Healthcare workers are suffering from unprecedented rates of burnout, fatigue, and depression since the COVID-19 pandemic started, but they may be getting some help from an unlikely source: psilocybin, the key ingredient that puts the magic in magic mushrooms.
Tony Back, an oncologist at the University of Washington, is putting together a study that will examine the effects of psilocybin on nurses struggling with their mental health. He says many providers haven’t had a chance to process everything they’ve been through over the last few years.
“Doctors and nurses just kind of turn themselves off,” Back said. “And it turns out when you do that and you do it enough, you start to feel numb, and then you can’t stop feeling numb. You feel like a zombie.”
Back believes many nurses are in the clinical range for depression, anxiety, and post-traumatic stress disorder, which can affect their career and overall quality of life. “In the long term, it can mean that you’re just really disconnected from everything,” he added.
A recent survey found that one out of every four nurses have thoughts of self-harm or that life isn’t worth living, but Back thinks the healing powers of psilocybin can help.
“One of the things that psilocybin does, it allows you to just feel those feelings because it kind of releases that top-down control that your brain can have on your emotions,” he said.
Releasing these feelings can help with numbness and depression.
“You realize you can feel all of them and it actually won’t destroy you,” Back added.
Around 30 medical providers will take part in Back’s study. One half of the participants will get psilocybin and the other half will get a placebo. But people generally know if they’ve taken a psychedelic. Back got the idea for the study after researching a previous study of psilocybin’s ability to treat anxiety and depression following a cancer diagnosis.
One of Back’s own patients, Kerry Pappas, participated in the earlier study to surprising effects.
She found psilocybin to be soothing while dealing with the aftermath of her cancer diagnosis.
“I have a thing for trees,” Pappas said while walking through a dreary forest in Seattle. “I just walk and walk and walk through the trees.”
Pappas is a retired nurse practitioner that was diagnosed with lung cancer in 2013. The disease took a dramatic toll on her physical and mental health.

====

● What to work on
Please continue the article on psilocybin for burned-out healthcare workers, picking up right after its final sentence.

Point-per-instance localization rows
====

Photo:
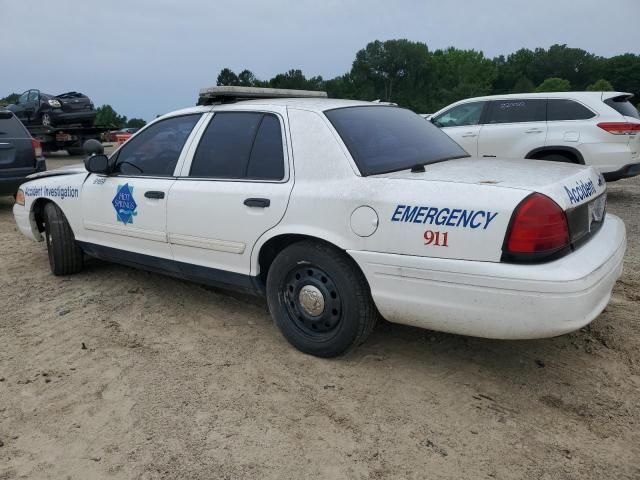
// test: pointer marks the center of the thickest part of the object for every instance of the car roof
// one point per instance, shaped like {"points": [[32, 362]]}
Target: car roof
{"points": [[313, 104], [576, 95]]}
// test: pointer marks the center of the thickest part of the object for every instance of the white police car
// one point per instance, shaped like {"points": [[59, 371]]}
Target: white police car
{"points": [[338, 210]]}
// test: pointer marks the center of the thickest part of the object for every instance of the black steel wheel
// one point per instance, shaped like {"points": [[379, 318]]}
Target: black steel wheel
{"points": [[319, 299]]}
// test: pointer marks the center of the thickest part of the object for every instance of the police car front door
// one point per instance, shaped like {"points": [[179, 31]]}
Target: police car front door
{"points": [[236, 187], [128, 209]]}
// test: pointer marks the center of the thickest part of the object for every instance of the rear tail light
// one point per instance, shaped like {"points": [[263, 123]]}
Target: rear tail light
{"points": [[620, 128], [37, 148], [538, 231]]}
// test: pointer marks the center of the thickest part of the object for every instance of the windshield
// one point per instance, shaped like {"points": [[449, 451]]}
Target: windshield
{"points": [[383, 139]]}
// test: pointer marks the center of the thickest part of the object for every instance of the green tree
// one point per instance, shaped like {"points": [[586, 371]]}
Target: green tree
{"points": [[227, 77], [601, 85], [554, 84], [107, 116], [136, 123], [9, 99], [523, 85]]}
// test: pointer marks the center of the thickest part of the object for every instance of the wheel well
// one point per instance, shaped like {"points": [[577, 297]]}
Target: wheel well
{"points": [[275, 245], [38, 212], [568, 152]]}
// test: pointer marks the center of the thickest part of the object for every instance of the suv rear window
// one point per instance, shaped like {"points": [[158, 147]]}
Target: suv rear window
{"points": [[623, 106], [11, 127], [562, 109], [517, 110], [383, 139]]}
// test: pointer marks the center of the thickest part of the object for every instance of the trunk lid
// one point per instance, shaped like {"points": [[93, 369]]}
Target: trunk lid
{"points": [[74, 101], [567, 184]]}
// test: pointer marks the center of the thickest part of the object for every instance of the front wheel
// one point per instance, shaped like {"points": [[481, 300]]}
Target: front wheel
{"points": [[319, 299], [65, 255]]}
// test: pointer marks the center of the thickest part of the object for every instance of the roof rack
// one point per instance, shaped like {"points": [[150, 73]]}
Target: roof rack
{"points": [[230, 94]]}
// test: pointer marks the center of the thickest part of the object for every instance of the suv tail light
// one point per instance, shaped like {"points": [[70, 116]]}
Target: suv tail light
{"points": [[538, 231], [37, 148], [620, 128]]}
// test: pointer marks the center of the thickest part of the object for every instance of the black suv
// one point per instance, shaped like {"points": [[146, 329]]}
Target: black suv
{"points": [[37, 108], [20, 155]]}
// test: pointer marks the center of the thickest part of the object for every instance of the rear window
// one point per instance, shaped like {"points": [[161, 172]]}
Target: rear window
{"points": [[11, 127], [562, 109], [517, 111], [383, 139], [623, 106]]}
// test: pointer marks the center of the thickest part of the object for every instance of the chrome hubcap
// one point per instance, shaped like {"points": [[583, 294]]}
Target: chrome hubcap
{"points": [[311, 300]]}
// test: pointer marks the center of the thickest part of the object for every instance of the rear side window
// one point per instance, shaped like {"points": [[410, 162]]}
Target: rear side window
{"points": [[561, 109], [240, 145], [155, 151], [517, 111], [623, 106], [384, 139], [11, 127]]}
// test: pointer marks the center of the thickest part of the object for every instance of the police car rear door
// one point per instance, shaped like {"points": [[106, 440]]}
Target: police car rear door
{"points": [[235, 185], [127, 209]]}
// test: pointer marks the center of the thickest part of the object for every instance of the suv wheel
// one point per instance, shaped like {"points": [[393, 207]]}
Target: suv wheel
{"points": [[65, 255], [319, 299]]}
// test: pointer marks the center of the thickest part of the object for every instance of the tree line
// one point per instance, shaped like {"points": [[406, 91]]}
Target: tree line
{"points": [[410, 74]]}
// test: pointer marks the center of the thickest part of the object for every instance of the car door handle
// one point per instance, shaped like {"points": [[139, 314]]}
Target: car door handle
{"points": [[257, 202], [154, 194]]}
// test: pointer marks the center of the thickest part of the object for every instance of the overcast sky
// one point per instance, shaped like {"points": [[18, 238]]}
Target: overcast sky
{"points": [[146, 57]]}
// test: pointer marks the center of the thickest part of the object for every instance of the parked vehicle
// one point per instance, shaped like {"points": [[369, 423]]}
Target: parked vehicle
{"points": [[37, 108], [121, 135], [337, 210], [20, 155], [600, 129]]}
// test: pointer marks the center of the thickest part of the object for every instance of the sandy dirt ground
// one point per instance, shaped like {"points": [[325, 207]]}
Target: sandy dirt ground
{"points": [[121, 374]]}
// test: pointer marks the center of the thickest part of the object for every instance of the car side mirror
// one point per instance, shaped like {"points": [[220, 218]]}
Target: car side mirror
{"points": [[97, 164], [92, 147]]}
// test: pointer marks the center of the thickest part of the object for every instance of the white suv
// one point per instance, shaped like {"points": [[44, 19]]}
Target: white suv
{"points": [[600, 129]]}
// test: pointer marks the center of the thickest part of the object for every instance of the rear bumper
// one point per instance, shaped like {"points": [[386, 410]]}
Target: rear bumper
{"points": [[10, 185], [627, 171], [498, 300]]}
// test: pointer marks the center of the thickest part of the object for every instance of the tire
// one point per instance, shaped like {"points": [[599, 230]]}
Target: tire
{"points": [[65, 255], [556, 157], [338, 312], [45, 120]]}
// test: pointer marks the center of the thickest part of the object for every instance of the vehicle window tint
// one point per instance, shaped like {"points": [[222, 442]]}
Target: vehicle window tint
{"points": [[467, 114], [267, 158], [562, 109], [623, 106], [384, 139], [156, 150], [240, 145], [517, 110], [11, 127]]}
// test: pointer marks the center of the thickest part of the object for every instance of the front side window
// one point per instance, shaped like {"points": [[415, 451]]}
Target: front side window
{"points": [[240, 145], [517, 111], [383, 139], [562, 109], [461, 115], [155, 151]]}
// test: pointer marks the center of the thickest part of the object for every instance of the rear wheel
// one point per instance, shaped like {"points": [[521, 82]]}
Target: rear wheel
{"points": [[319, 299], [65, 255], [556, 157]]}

====

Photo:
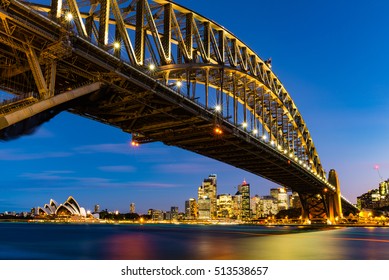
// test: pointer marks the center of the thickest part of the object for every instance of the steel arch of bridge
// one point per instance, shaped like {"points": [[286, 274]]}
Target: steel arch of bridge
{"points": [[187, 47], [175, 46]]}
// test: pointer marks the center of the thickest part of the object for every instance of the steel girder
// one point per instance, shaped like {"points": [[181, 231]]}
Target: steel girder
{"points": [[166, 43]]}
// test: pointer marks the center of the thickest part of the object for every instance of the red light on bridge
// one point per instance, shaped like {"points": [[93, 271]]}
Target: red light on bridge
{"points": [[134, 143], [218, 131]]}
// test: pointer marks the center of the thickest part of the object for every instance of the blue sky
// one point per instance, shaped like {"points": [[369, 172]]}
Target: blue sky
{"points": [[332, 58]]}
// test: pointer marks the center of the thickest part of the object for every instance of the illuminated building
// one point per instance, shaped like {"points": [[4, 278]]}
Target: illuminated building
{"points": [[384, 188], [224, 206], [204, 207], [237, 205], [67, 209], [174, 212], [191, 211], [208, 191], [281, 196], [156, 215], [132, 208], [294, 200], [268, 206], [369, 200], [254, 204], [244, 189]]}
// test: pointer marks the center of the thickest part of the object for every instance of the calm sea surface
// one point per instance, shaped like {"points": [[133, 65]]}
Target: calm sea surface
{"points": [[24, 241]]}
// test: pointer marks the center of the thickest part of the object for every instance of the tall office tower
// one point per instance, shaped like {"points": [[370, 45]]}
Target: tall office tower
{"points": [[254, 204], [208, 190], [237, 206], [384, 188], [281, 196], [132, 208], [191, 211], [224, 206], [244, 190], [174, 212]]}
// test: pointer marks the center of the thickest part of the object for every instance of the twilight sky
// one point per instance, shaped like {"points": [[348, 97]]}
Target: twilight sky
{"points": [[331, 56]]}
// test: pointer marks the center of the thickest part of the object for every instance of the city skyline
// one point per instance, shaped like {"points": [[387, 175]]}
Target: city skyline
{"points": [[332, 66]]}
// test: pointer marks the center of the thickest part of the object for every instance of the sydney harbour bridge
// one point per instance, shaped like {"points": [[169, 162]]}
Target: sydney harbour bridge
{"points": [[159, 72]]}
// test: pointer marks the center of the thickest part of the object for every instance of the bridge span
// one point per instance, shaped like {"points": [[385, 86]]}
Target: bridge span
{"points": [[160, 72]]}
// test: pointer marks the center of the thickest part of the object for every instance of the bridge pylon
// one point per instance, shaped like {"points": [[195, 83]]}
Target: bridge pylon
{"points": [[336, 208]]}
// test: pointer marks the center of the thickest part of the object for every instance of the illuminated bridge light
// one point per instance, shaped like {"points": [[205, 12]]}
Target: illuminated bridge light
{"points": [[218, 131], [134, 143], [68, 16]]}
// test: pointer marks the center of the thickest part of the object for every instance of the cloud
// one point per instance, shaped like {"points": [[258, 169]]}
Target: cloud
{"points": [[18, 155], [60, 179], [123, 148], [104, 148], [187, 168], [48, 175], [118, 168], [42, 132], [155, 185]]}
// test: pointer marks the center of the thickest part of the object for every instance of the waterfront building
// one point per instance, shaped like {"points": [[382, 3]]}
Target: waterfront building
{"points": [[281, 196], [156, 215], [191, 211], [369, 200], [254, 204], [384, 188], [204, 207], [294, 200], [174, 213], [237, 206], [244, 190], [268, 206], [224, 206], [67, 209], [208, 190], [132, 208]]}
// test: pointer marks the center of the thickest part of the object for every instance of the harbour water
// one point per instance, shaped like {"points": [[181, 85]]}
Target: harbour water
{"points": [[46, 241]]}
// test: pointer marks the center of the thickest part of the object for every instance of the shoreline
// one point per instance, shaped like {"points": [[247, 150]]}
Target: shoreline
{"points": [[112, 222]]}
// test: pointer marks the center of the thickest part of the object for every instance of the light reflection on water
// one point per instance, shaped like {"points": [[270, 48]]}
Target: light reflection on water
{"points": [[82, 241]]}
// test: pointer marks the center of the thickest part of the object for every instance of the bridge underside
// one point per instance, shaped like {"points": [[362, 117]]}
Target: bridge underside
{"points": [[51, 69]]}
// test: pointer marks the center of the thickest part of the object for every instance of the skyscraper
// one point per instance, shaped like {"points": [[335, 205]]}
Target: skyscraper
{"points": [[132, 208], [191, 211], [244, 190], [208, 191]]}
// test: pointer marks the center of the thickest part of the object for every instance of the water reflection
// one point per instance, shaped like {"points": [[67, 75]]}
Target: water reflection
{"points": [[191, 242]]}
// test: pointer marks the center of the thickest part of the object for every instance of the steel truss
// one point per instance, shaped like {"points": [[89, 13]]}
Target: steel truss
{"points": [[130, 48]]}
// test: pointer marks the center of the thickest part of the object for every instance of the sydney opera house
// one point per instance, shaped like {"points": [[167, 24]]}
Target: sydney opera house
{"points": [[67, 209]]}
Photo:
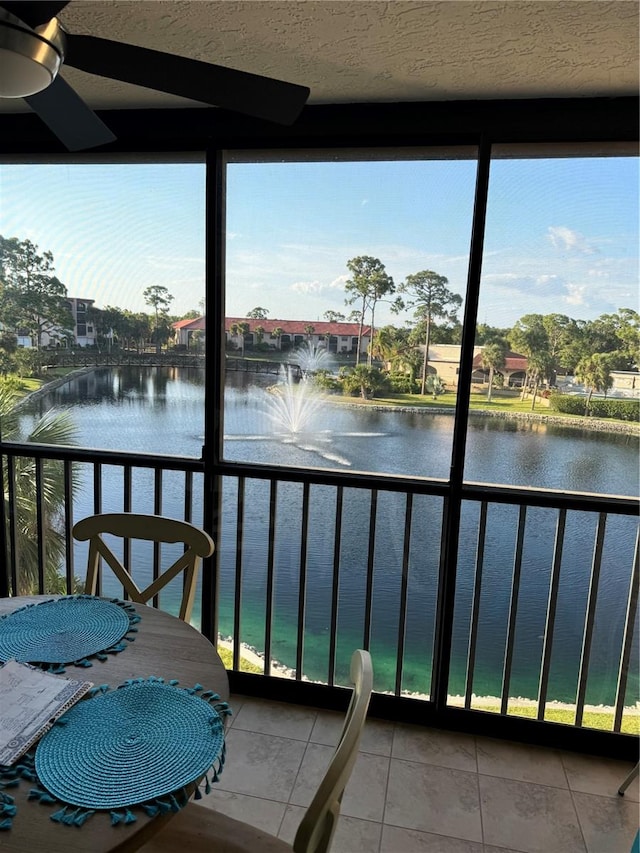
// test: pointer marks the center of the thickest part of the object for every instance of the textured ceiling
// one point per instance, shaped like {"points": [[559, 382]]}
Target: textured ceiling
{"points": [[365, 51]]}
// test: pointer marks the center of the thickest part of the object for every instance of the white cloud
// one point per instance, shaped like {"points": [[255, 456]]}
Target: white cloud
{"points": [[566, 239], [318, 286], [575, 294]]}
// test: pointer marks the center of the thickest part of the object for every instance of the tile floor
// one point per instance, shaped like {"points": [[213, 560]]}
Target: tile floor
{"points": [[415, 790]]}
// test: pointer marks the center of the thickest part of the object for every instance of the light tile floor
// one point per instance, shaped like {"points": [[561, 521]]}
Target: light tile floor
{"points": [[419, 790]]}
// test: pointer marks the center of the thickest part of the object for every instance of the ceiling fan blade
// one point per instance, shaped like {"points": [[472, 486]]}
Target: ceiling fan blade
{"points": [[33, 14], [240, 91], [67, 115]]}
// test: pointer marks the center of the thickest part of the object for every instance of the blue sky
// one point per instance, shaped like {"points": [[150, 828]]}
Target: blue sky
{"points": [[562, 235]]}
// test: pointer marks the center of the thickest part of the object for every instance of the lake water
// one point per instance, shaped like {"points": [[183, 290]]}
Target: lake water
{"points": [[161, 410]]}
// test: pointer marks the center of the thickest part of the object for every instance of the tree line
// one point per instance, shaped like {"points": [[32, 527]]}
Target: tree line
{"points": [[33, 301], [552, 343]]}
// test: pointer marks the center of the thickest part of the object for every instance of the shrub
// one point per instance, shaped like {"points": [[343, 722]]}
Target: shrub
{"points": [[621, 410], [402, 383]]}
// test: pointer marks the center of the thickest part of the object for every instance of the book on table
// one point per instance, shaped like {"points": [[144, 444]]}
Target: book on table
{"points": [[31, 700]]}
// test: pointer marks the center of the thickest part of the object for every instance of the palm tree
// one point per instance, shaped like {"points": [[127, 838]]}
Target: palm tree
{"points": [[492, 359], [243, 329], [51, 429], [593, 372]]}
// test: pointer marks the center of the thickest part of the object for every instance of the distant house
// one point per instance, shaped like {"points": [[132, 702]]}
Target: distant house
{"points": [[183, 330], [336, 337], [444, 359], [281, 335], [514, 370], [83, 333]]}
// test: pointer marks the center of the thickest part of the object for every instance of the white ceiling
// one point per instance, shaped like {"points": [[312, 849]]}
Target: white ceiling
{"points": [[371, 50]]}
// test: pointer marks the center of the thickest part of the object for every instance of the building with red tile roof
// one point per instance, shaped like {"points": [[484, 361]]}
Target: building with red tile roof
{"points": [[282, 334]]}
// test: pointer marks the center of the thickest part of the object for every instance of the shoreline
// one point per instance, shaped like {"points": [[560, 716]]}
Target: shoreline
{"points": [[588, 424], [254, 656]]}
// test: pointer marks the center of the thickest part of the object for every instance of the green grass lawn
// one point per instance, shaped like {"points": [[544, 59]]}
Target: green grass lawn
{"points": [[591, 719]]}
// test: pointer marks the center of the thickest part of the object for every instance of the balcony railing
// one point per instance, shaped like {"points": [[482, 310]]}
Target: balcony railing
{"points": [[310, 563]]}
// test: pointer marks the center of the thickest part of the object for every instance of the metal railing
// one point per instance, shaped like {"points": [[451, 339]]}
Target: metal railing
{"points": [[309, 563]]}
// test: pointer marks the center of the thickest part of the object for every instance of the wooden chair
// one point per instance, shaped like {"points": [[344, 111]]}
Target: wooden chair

====

● Reply
“It kind of started taking over my life,” she recalled.
She found it hard to plan for the future or feel anything at all while worrying about her health. Her family was looking to move from Texas to Seattle at the time, but Pappas couldn’t summon the courage to uproot her life.
“I couldn’t move forward because this was a devastating diagnosis that I may not come out of,” Pappas said.
She felt stuck in life when she enrolled in the study looking at the psychological effects of psilocybin. She received two therapy sessions to help prepare for the experience. When she took the drug, two trained psychologists sat with her and guided her through the trip.
While on the drug, Pappas remembers being transported to an ancient environment where men with pickaxes were cutting large boulders.
“And then all of a sudden, out of the rocks came a jewel. And it represented myself. And in the meantime, I’m getting a loud, booming voice, I’ll call it. It was saying right here, right now, over and over and over and over again,” Pappas explained.
Pappas said the hallucination helped her learn not to fear death. She finally moved across the country with her family.
However, researchers say patients shouldn’t take psilocybin or magic mushrooms on their own. They will only benefit from the experience if they take it in conjunction with therapy.
Fred Barrett, a psychiatry professor and psychedelics researcher at Johns Hopkins University, says magic mushrooms may seem like the next big thing in mental health, but experts still aren’t exactly sure how it works.
“But, well, if it works, then it works, you know?” he said.
Barrett said psilocybin has only been tested in this capacity on several hundred people, so it’s too soon to tell if it is the magic bullet researchers have been looking for.
“What is pushing psychedelics forward despite those numbers are really the enormous effect sizes, especially in the treatment of mood disorders such as major depressive disorder,” Barrett said.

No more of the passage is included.